-- Goal --
Count the lines in the items below that contain the word "knitted". Reply with the number alone.

-- Task inputs --

####

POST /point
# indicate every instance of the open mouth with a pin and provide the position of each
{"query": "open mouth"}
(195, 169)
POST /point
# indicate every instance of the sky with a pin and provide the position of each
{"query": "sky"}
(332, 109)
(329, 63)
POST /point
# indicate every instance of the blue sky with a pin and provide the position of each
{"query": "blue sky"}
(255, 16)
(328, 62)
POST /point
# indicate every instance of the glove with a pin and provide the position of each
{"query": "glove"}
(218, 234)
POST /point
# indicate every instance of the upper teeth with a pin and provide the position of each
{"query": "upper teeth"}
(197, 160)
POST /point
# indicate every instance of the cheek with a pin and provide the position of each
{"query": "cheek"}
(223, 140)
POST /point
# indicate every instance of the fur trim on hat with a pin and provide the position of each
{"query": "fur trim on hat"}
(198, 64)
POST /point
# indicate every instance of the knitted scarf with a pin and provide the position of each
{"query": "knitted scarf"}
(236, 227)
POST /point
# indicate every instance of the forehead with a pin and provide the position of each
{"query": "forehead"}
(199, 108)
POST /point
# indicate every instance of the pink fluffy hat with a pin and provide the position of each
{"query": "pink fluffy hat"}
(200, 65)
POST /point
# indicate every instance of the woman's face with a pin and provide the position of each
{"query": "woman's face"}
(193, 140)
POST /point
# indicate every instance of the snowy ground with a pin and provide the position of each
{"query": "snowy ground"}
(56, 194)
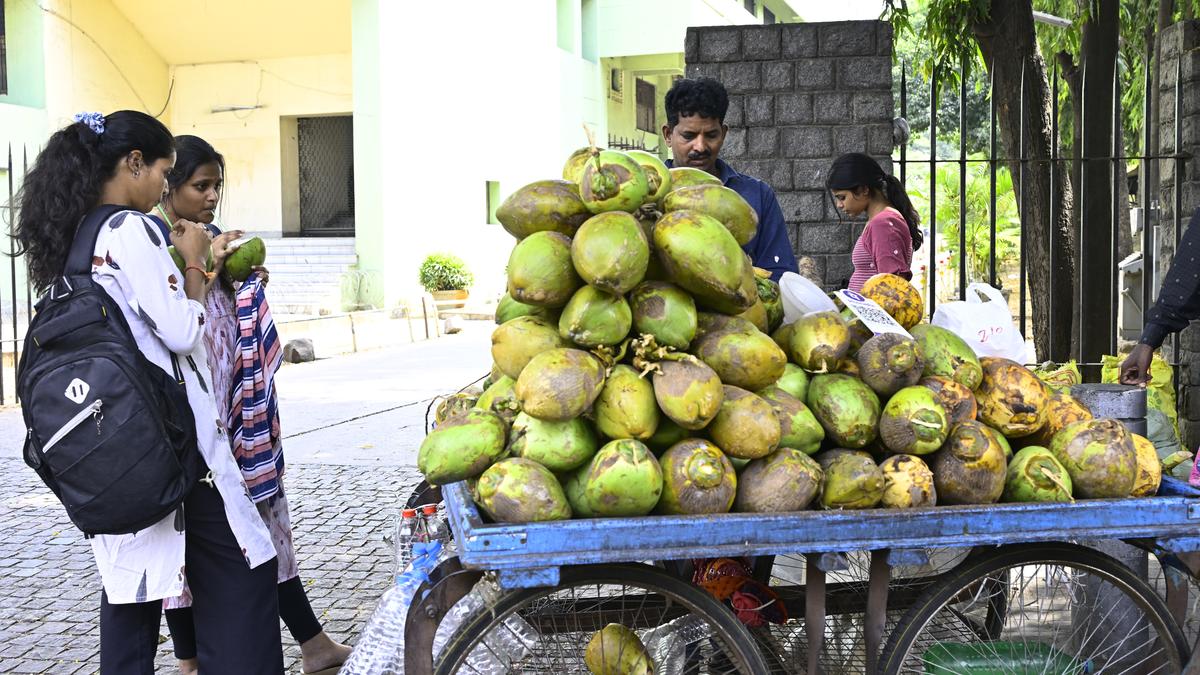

####

-- Task result --
2